Before diving into the nitty-gritty of financial reports, educate your employees on the meaning of revenue, gross margin, contribution margin, operating margin and whatever other metrics you use to evaluate your company’s financial picture. Every business has its own nuances for different terms, and everyone needs to understand both the general and specific definitions used in your financial reports.
2. Set the record straight about cash. Many people — and even companies — don’t know the difference between profit and cash flow. This confusion is significant because cash often factors into layoffs and bankruptcies. A profitable, high-revenue growth company can quite easily be cash-flow negative, which can result in an inability to pay employees.
Be up-front about cash. Clarify the role it plays in the health of your company and what the current cash situation is. When presenting financials, also talk about the broader implications — how the present compares to goals for the month and the year and why the numbers are tracking the way they are.
At my company, a recent hire who had come from a high-growth company found this system especially comforting. She told us how her previous employer had hired her, along with many others, during a period of rapid expansion. Unfortunately, the company didn’t have the cash flow to maintain such a large workforce. The employees had no idea about their employer’s dire financial situation until layoffs started to happen.
Transparency is crucial in reassuring employees that your company is financially stable and in helping them anticipate significant changes.
3. Put yourself in your employees’ shoes. Every company will be different. At AP, if we have poor cash flow, it means we can’t pay everyone — and that’s scary. However, if I worked for a venture-backed dot-com with $25 million dollars in the bank from an investor, the cash flow metric wouldn’t really be relevant. So, while there are no specific metrics that employees in every company would want to know, they all want to understand how their employer’s finances could potentially affect them.
Drugmaker Mallinckrodt learned this lesson the hard way. The company is currently facing a lawsuit brought by one of its own employees who bought into the company’s stock purchase plan before learning that 60 percent of the revenue of Mallinckrodt’s major drug (Acthar) comes from Medicare and Medicaid.

WORK REQUEST 1 » In the passage on sharing company finances with employees, what share of the revenue from Mallinckrodt's major drug comes from Medicare and Medicaid?
WORK REQUEST 2 » Please carry on the passage about sharing company finances with employees, picking up right after its final sentence.

Records from a data collection

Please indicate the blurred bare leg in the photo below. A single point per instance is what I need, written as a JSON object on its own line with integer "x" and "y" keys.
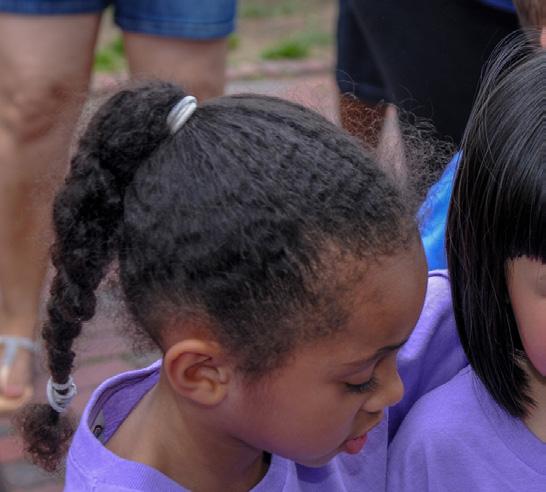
{"x": 363, "y": 120}
{"x": 45, "y": 64}
{"x": 200, "y": 66}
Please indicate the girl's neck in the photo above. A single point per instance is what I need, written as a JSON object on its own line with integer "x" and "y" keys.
{"x": 536, "y": 420}
{"x": 157, "y": 434}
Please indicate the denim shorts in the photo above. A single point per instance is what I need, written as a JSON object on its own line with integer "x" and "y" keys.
{"x": 193, "y": 19}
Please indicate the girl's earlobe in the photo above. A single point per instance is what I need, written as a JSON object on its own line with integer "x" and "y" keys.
{"x": 197, "y": 370}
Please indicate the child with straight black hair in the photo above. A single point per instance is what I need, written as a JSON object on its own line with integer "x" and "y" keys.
{"x": 486, "y": 429}
{"x": 278, "y": 269}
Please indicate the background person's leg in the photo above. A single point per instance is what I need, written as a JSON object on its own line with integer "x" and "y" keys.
{"x": 362, "y": 96}
{"x": 45, "y": 64}
{"x": 179, "y": 40}
{"x": 200, "y": 66}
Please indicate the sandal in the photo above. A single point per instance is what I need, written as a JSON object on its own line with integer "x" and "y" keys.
{"x": 12, "y": 344}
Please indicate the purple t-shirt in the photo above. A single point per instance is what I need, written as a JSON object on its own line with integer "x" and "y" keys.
{"x": 457, "y": 438}
{"x": 92, "y": 467}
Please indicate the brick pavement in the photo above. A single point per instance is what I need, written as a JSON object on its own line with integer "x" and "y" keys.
{"x": 102, "y": 350}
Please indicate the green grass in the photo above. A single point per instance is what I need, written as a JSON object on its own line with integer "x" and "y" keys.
{"x": 263, "y": 9}
{"x": 111, "y": 58}
{"x": 291, "y": 49}
{"x": 297, "y": 47}
{"x": 234, "y": 41}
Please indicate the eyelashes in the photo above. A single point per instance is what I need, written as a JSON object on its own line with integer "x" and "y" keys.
{"x": 365, "y": 387}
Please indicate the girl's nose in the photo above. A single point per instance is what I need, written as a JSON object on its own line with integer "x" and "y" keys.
{"x": 390, "y": 390}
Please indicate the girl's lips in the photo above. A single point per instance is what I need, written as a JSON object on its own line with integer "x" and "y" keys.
{"x": 355, "y": 445}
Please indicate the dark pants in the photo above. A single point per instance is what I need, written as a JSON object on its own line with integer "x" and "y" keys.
{"x": 425, "y": 56}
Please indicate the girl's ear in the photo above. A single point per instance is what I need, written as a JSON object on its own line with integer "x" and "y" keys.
{"x": 198, "y": 370}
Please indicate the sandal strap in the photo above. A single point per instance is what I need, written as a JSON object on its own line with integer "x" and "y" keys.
{"x": 12, "y": 344}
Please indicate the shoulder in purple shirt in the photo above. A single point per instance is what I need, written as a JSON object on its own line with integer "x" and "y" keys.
{"x": 457, "y": 438}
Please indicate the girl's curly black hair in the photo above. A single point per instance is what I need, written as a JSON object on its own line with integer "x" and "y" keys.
{"x": 227, "y": 219}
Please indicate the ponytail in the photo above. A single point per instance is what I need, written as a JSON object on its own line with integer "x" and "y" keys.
{"x": 87, "y": 218}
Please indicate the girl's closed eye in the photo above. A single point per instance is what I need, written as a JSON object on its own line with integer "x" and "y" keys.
{"x": 366, "y": 387}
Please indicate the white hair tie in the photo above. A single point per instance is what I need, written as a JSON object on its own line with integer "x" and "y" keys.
{"x": 180, "y": 113}
{"x": 57, "y": 400}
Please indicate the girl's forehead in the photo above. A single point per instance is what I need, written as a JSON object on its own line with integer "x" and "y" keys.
{"x": 380, "y": 309}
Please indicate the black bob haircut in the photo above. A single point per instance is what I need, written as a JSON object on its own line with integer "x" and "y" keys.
{"x": 498, "y": 213}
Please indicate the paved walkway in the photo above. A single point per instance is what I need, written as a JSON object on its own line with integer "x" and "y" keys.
{"x": 102, "y": 350}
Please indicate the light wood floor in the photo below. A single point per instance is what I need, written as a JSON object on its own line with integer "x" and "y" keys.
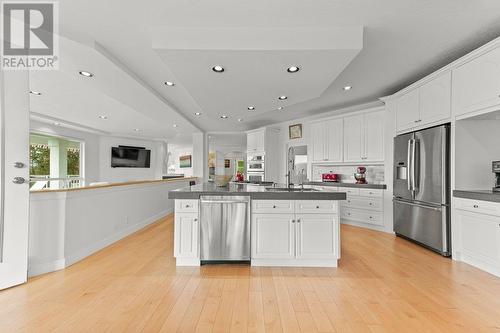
{"x": 383, "y": 284}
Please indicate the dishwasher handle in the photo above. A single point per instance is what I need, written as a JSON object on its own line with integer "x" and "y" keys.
{"x": 222, "y": 201}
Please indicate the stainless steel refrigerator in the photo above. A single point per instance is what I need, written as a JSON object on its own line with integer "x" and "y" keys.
{"x": 422, "y": 187}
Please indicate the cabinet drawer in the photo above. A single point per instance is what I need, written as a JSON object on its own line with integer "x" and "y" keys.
{"x": 363, "y": 203}
{"x": 186, "y": 206}
{"x": 371, "y": 193}
{"x": 375, "y": 218}
{"x": 349, "y": 191}
{"x": 316, "y": 206}
{"x": 272, "y": 206}
{"x": 478, "y": 206}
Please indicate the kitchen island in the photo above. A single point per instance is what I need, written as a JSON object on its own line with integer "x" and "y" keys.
{"x": 288, "y": 227}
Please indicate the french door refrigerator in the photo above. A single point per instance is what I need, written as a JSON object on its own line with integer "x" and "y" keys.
{"x": 422, "y": 187}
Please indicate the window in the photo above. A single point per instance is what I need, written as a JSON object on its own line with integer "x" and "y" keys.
{"x": 55, "y": 162}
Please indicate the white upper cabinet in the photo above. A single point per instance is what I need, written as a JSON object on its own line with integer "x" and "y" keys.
{"x": 426, "y": 104}
{"x": 364, "y": 137}
{"x": 326, "y": 138}
{"x": 408, "y": 110}
{"x": 255, "y": 141}
{"x": 476, "y": 84}
{"x": 435, "y": 99}
{"x": 374, "y": 136}
{"x": 353, "y": 138}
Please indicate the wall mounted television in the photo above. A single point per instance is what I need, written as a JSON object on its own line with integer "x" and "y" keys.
{"x": 130, "y": 157}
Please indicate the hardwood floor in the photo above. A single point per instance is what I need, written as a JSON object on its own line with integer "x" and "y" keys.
{"x": 383, "y": 284}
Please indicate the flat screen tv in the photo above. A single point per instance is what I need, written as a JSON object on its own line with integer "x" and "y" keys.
{"x": 130, "y": 157}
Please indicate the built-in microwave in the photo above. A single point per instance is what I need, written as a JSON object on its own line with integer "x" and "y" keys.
{"x": 255, "y": 176}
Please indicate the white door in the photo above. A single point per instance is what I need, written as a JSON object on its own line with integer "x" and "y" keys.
{"x": 318, "y": 139}
{"x": 374, "y": 136}
{"x": 476, "y": 84}
{"x": 353, "y": 138}
{"x": 273, "y": 236}
{"x": 335, "y": 137}
{"x": 187, "y": 231}
{"x": 316, "y": 236}
{"x": 408, "y": 110}
{"x": 14, "y": 198}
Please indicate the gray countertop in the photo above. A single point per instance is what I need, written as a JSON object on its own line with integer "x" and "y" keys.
{"x": 253, "y": 191}
{"x": 485, "y": 195}
{"x": 340, "y": 184}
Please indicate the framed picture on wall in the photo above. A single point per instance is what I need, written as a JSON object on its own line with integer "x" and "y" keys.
{"x": 185, "y": 161}
{"x": 295, "y": 131}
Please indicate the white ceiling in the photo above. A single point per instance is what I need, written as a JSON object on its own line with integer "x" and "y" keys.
{"x": 403, "y": 41}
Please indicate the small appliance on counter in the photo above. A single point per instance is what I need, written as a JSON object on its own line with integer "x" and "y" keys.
{"x": 360, "y": 175}
{"x": 330, "y": 177}
{"x": 495, "y": 167}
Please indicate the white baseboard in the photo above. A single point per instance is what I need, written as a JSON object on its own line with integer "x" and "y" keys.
{"x": 70, "y": 259}
{"x": 46, "y": 267}
{"x": 187, "y": 261}
{"x": 295, "y": 262}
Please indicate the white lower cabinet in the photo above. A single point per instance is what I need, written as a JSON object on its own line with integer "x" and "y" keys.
{"x": 316, "y": 236}
{"x": 307, "y": 237}
{"x": 365, "y": 206}
{"x": 478, "y": 237}
{"x": 186, "y": 230}
{"x": 273, "y": 236}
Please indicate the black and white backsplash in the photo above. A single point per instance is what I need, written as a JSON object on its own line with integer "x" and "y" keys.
{"x": 374, "y": 173}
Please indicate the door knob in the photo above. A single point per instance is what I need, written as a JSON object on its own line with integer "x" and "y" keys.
{"x": 18, "y": 180}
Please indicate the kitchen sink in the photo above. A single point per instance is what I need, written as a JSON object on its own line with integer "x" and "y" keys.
{"x": 286, "y": 189}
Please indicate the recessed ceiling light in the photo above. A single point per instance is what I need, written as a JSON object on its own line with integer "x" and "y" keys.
{"x": 218, "y": 69}
{"x": 85, "y": 73}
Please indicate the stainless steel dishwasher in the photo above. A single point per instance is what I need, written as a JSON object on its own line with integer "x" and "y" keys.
{"x": 224, "y": 228}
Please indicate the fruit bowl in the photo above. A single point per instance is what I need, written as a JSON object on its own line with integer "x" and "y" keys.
{"x": 222, "y": 181}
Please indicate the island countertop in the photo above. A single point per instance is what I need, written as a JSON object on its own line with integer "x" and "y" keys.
{"x": 253, "y": 191}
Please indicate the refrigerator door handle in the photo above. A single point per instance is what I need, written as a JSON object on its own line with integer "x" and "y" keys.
{"x": 418, "y": 204}
{"x": 409, "y": 171}
{"x": 415, "y": 165}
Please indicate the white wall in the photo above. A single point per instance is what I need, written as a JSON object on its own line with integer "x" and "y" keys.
{"x": 65, "y": 227}
{"x": 97, "y": 154}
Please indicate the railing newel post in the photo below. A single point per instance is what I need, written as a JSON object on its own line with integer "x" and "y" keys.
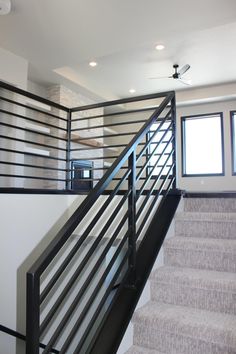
{"x": 32, "y": 313}
{"x": 132, "y": 217}
{"x": 173, "y": 118}
{"x": 68, "y": 151}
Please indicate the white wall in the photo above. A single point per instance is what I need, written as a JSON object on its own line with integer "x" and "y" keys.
{"x": 28, "y": 223}
{"x": 13, "y": 69}
{"x": 217, "y": 183}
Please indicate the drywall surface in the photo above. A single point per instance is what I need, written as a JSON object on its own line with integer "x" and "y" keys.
{"x": 28, "y": 223}
{"x": 217, "y": 183}
{"x": 13, "y": 69}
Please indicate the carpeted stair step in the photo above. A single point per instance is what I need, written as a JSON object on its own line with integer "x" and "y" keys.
{"x": 140, "y": 350}
{"x": 203, "y": 289}
{"x": 184, "y": 330}
{"x": 215, "y": 225}
{"x": 202, "y": 253}
{"x": 217, "y": 205}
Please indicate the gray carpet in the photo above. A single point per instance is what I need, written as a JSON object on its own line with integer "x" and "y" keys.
{"x": 193, "y": 296}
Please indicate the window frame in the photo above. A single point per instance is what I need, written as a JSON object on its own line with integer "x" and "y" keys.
{"x": 233, "y": 141}
{"x": 183, "y": 145}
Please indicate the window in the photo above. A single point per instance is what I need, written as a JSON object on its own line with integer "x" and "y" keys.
{"x": 202, "y": 145}
{"x": 233, "y": 140}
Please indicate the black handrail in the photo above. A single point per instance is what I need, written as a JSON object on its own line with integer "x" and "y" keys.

ANSWER SPACE 1 » 60 percent

ANSWER SPACE 2 »
The employee claimed that this lack of disclosure obscured the amount of risk tied up in Acthar’s revenues, leading him to make a less-than-informed investment.
No company wants to engage in such a legal battle with an employee, but beyond possibly damaging Mallinckrodt’s reputation internally and externally, the effects of withholding this information also likely affected the litigating employee’s performance at work — not to mention the morale of his teammates, who no doubt wondered about their company’s potential lack of transparency in other areas.
As the IFEBP report mentioned above showed, performance and productivity can take a hit when employees struggle to make sense of their own finances in relation to their company’s financials. The idea behind building financial literacy in employees is to help them stop stressing over their own debt, living and medical expenses, retirement savings and the cost of their kids’ education, and thereby, perform more consistently at a higher level.
It’s essential to provide the most impactful information to your employees. When you’re trying to determine which financial concerns will weigh most heavily on them, put yourself in their shoes. What do they care most about? Then put those issues at the top of your agenda.
Your employees have a stake in your company. As such, they should be briefed on financials. Disclosing this information benefits all team members and gives them a better sense of security. It also tends to compel them to want to work more productively. Approach transparency in the right way, and you will only enhance your business.